Aim of the task » Reproduce each of the following records line for line, without any changes.

Records for processing »
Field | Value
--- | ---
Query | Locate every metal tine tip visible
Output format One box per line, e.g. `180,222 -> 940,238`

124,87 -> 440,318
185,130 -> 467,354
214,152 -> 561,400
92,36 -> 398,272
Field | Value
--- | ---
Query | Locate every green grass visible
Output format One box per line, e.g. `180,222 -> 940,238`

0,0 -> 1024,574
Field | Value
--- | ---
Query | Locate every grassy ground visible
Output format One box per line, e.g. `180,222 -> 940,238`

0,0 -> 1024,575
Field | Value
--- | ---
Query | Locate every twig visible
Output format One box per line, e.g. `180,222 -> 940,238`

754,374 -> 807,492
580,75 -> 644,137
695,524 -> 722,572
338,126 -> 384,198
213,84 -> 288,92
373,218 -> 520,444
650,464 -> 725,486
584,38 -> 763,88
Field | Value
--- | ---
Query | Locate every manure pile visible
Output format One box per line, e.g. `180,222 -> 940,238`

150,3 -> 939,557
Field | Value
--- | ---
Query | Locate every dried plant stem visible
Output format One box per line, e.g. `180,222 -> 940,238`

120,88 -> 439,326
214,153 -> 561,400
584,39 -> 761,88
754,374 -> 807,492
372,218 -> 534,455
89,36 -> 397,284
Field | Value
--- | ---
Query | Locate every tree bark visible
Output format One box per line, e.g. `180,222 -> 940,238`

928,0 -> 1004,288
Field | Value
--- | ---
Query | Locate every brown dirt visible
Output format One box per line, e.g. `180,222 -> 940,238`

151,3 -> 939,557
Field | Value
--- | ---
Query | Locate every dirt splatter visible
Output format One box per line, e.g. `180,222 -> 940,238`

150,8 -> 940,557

Finished exercise »
Field | Value
--- | ---
Query | Locate every metal tine tip visible
Output format One box per line, e.g. `180,222 -> 940,238`

124,87 -> 440,318
185,130 -> 467,354
214,152 -> 561,400
92,36 -> 398,272
Field | Value
--- | ---
Query | Locate every green grass visible
Output format One box per line, e.g. `180,222 -> 940,238`

0,0 -> 1024,574
Field | Value
--- | ---
Query | Locate every grassy ground visible
Output format One box per line, e.g. `180,222 -> 940,238`

0,0 -> 1024,575
Field | Value
--- | ---
Query | Locate every twig visible
Output format One box per line, e.g. `180,222 -> 940,238`

754,374 -> 807,492
580,75 -> 644,137
695,524 -> 722,572
338,126 -> 384,198
213,84 -> 288,92
373,218 -> 520,444
650,464 -> 725,486
584,38 -> 763,88
Field | Value
--- | ---
Query | Locate every manure pile visible
Output format One box per line, e.g. `180,222 -> 940,238`

150,3 -> 939,557
Field | Value
--- | ---
Query | Locate every dried plant stem visible
Output format One box per line, e.g. `180,222 -> 940,238`

120,88 -> 439,326
214,153 -> 561,400
584,39 -> 761,88
754,374 -> 807,492
372,218 -> 534,455
89,36 -> 397,284
Field | Value
--- | ---
Query | Locate every tree bark visible
Output format One box per line, e.g. `180,222 -> 940,238`

928,0 -> 1004,288
Field | Value
--- | ---
Query | Locate every brown dirt visible
Output format One box per line, e.g. `180,222 -> 940,238`

151,3 -> 939,557
Field | Value
--- | ---
Query | Locate every dirt splatter visible
Output format One box per line, e.g. `180,222 -> 940,238`

150,8 -> 940,557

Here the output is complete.